* **TO DO**
Retype the whole listing below, character for character.

====== AVAILABLE RECORDS ======

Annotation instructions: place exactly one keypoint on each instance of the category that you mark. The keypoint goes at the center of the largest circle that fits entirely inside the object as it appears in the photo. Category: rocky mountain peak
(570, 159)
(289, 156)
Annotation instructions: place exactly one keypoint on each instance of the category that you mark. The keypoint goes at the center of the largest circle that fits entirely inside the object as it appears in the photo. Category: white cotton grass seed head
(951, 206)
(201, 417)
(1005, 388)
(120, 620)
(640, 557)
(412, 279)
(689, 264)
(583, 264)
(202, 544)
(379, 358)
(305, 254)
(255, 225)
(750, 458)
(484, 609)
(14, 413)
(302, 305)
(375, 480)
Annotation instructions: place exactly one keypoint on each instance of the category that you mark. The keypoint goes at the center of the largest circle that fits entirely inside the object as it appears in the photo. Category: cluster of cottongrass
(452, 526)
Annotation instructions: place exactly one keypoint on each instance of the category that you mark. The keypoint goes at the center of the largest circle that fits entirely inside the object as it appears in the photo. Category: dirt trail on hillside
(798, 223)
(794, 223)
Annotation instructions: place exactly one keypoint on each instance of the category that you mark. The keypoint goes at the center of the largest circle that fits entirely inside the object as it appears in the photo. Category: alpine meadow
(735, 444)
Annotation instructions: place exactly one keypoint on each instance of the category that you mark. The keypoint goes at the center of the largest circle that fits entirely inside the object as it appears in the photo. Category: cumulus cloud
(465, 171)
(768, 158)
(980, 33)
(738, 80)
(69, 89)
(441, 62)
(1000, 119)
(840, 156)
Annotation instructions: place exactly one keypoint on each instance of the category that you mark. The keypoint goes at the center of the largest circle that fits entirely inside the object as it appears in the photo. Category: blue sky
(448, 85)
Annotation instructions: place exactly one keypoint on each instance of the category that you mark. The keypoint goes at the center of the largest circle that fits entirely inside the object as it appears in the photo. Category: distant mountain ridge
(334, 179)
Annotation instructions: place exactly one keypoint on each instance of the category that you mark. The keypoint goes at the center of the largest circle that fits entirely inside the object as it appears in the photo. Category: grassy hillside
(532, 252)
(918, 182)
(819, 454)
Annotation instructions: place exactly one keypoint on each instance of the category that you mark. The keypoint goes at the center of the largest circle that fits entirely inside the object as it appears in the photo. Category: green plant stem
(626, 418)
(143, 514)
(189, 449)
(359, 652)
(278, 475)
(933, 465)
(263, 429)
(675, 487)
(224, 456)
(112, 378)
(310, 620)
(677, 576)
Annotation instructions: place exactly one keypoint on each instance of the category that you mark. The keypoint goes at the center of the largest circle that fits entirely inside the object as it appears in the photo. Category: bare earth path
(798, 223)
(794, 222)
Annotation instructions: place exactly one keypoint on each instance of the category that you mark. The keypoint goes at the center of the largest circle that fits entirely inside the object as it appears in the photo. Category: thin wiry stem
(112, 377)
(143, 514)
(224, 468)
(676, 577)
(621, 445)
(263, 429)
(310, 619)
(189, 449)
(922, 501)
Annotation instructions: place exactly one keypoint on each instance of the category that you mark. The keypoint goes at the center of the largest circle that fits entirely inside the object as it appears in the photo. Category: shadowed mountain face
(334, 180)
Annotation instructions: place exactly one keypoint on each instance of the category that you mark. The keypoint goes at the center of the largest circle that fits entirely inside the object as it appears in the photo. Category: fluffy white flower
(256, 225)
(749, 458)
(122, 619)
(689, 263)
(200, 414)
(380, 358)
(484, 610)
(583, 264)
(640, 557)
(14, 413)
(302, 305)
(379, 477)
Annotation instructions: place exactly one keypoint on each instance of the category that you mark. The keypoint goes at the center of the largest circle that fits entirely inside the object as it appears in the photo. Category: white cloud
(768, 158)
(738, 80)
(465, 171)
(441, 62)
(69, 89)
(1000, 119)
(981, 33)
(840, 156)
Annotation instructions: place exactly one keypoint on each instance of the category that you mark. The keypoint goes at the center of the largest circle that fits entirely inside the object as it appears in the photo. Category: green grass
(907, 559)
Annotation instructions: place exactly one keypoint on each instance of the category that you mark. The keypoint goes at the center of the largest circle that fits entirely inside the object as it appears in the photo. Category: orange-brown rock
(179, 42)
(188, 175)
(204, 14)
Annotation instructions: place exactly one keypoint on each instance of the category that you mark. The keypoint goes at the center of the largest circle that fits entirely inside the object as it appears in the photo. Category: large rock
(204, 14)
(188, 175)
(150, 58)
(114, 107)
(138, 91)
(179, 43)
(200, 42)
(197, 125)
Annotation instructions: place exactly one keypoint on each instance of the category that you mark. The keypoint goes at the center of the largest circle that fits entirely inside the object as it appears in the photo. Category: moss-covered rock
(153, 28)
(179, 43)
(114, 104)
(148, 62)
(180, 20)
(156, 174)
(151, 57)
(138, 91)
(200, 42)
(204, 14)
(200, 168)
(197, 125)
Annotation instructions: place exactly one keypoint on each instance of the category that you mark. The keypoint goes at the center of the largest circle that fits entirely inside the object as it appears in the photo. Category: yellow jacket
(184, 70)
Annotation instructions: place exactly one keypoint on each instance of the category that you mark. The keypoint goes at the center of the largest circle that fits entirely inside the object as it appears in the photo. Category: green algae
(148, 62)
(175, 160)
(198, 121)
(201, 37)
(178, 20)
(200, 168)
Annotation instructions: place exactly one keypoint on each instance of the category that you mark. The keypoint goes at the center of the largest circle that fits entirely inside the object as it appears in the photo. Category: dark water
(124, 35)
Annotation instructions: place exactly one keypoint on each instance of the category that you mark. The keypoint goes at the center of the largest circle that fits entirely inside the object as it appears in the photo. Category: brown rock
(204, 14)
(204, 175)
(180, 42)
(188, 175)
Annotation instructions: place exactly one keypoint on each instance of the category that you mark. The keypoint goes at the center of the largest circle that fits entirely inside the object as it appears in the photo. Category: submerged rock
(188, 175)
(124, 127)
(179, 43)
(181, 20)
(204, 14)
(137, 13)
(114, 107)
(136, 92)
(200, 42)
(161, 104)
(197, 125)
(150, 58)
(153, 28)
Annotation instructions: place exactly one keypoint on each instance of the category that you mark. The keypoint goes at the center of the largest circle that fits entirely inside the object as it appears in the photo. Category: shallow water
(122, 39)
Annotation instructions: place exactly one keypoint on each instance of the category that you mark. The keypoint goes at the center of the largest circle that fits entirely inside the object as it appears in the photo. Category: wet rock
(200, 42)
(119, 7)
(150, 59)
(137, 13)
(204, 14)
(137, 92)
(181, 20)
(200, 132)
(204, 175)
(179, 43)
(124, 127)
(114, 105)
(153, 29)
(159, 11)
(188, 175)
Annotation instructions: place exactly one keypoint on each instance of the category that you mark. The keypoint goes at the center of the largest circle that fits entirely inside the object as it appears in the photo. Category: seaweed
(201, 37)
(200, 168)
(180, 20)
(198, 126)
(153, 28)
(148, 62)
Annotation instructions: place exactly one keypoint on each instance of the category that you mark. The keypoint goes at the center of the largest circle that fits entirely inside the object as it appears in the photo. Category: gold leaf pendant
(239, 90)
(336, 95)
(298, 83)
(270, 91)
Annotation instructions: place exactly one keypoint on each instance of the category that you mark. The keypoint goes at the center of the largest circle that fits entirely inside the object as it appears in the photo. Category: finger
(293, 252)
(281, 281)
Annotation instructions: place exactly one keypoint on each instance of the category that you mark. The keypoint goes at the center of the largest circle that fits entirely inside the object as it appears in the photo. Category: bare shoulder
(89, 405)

======

* **FINISHED TASK**
Annotation instructions: place exactly one keypoint on each instance of the category that you mark. The keypoint goes at the center of the largest circle that fits entirely inside the object as it appears in the photo. Category: rocky mountain peak
(570, 159)
(289, 156)
Annotation instructions: place exactly one keypoint on each instance of the category that you mark. The keypoint goes at the center of the largest circle that fits entirely inside the object as it appears in the photo. Category: white cotton grass seed head
(951, 206)
(201, 417)
(1005, 388)
(120, 620)
(640, 557)
(412, 279)
(689, 264)
(583, 264)
(202, 544)
(379, 358)
(305, 254)
(255, 225)
(750, 458)
(484, 609)
(14, 413)
(302, 305)
(375, 480)
Annotation instructions: place exactly one keypoint on each instance of the category that you mark. The keypoint goes at the center of the largest circle that fits entirely inside the object as it appears in the photo. Category: cluster of cottongrass
(452, 526)
Annotation instructions: place exactly one keypoint on each instance of the category that you mark. The keypoint goes at the center of the largest circle that fits entirely inside the object as it appears in the photo. Category: dirt trail on hillside
(798, 223)
(794, 223)
Annotation instructions: place exactly one keypoint on each instance of the category that you mark. The keypoint goes at the center of the largest circle that fits entirely inside the object as it appears in the photo. Category: alpine meadow
(735, 444)
Annotation instructions: place exactly one keypoint on each instance of the category that you mark. The keypoint goes at the center of the largest circle that fits entirely inside the object as it appears in the photo. Category: cumulus cloud
(465, 171)
(768, 158)
(980, 33)
(738, 80)
(69, 89)
(441, 62)
(1000, 119)
(840, 156)
Annotation instructions: place exactly one keypoint on each instance of the category that you mark. The keypoint goes at the center of the largest circle that fits entirely inside the object as it appears in the photo. Category: blue sky
(448, 85)
Annotation instructions: place exactly one keypoint on each instance of the category that you mark. The keypoint goes at the center of the largest circle that fits entirely inside the object as it appears in the photo. Category: distant mountain ridge
(334, 179)
Annotation instructions: place exactly one keypoint on each instance of the category that you mark. The keypoint goes at the center of the largest circle that fits entirely inside the object as it appears in the photo. Category: grassy hillside
(532, 252)
(918, 182)
(819, 454)
Annotation instructions: place exactly one keypoint on each instance of the category that you mark. The keypoint goes at the center of the largest circle that fits entirely inside the object as it appears in the photo. Category: green plant stem
(626, 418)
(143, 514)
(189, 449)
(359, 652)
(278, 475)
(933, 465)
(263, 429)
(675, 487)
(224, 456)
(112, 378)
(310, 620)
(677, 576)
Annotation instructions: place exactly one keypoint on each instance of the category that you mark. The keypoint goes at the center of the largest circle that fits entirely inside the object as it appears in the photo. Category: bare earth path
(798, 223)
(794, 222)
Annotation instructions: place exactly one keypoint on each instance of the category that you mark. The keypoint goes at the center of the largest circle that fits entirely inside the object as it appears in the photo. Category: thin wiry stem
(112, 377)
(143, 514)
(224, 468)
(676, 577)
(621, 445)
(263, 429)
(310, 619)
(189, 449)
(922, 501)
Annotation instructions: place exactly one keypoint on each instance of the category that you mark. The keypoint goes at the center of the largest circle that fits entirely inside the object as it appears in the photo. Category: shadowed mountain face
(334, 180)
Annotation instructions: place exactly one keypoint on each instance of the category that you mark. The keypoint goes at the center of the largest circle that fits entirely inside the object as it appears in the photo. Category: fluffy white flower
(256, 225)
(749, 458)
(122, 619)
(689, 263)
(200, 414)
(380, 358)
(484, 610)
(583, 264)
(640, 557)
(14, 413)
(302, 305)
(379, 477)
Annotation instructions: place exactly one keypoint on each instance of the category that you mark. The keypoint goes at the center of the largest circle that fits entirely inside the object as it appears in the photo. Category: white cloud
(768, 158)
(738, 80)
(465, 171)
(441, 62)
(69, 89)
(1000, 119)
(981, 33)
(840, 156)
Annotation instructions: place exactly one keypoint on each instance of the category that you mark. The keypoint goes at the center of the largest circle that fits entirely inside the object as it appears in the photo. Category: green grass
(907, 559)
Annotation instructions: place exactly one keypoint on each instance of the category that you mark. The keypoint goes at the center of the largest circle that fits entirely inside the object as it appears in the photo. Category: orange-brown rock
(179, 42)
(188, 175)
(204, 14)
Annotation instructions: place exactly one keypoint on each instance of the category that you mark. The keypoint goes at the center of the largest circle that fits entirely inside the object as it appears in the photo. Category: large rock
(204, 14)
(188, 175)
(150, 58)
(114, 107)
(138, 91)
(179, 43)
(200, 42)
(197, 125)
Annotation instructions: place exactly one keypoint on each instance of the category that you mark. The keypoint goes at the center of the largest circle that fits entirely inside the object as it appears in the photo. Category: moss-covered rock
(153, 28)
(179, 43)
(114, 104)
(148, 62)
(180, 20)
(156, 174)
(151, 57)
(138, 91)
(200, 42)
(204, 14)
(200, 168)
(197, 125)
Annotation instructions: place exactly one keypoint on each instance of the category that you mark. The keypoint goes at the center of the largest circle that fits entirely inside the object as it appears in the photo. Category: yellow jacket
(184, 70)
Annotation instructions: place exactly one keypoint on each instance of the category that you mark. The keypoint goes at the center of the largest circle that fits entirely inside the object as it appears in the photo. Category: green algae
(148, 62)
(175, 160)
(198, 121)
(201, 37)
(178, 20)
(200, 168)
Annotation instructions: place exactly one keypoint on each instance of the category that you mark. The keypoint goes at the center of the largest circle that fits entirely inside the object as it appears in the photo. Category: dark water
(124, 35)
Annotation instructions: place exactly one keypoint on each instance of the category that you mark. The keypoint goes at the center of the largest circle that fits entirely inside the object as it appears in the photo. Category: brown rock
(204, 14)
(204, 175)
(180, 42)
(188, 175)
Annotation instructions: place exactly one keypoint on each instance of the category that you mark. The keypoint goes at the center of the largest circle that fits entirely inside the object as it appears in the photo. Category: submerged rock
(188, 175)
(124, 127)
(179, 43)
(181, 20)
(204, 14)
(137, 13)
(114, 107)
(136, 92)
(200, 42)
(161, 104)
(197, 125)
(150, 58)
(153, 28)
Annotation instructions: place exactly one keypoint on each instance of the category that you mark. The keypoint goes at the center of the largest circle that fits entirely inside the object as it appears in the photo. Category: shallow water
(122, 39)
Annotation instructions: place exactly one keypoint on each instance of the category that you mark. The keypoint goes at the center of the largest circle that fits entirely inside the object as it appears in the photo. Category: wet rock
(200, 42)
(119, 7)
(150, 59)
(137, 13)
(204, 14)
(137, 92)
(181, 20)
(200, 132)
(204, 175)
(179, 43)
(124, 127)
(114, 105)
(153, 29)
(159, 11)
(188, 175)
Annotation instructions: place exactly one keypoint on each instance of the category that you mark. The keypoint goes at the center of the largest circle that fits entirely inside the object as it appears in the photo. Category: seaweed
(201, 37)
(200, 168)
(180, 20)
(198, 126)
(153, 28)
(148, 62)
Annotation instructions: place exactly one keypoint on each instance of the category that you mark. The keypoint goes at the center of the largest circle that fits entirely inside the object as it appears in the photo. Category: gold leaf pendant
(239, 90)
(336, 95)
(298, 83)
(270, 91)
Annotation instructions: place exactly one keypoint on each instance of the category that you mark. The keypoint goes at the center of the largest circle that fits entirely inside the object as it appears in the photo. Category: finger
(293, 252)
(281, 281)
Annotation instructions: place exactly one keypoint on each instance of the category that you mark. The keypoint goes at the center of the largest circle that fits entirely inside the object as it appears in the photo. Category: bare shoulder
(89, 405)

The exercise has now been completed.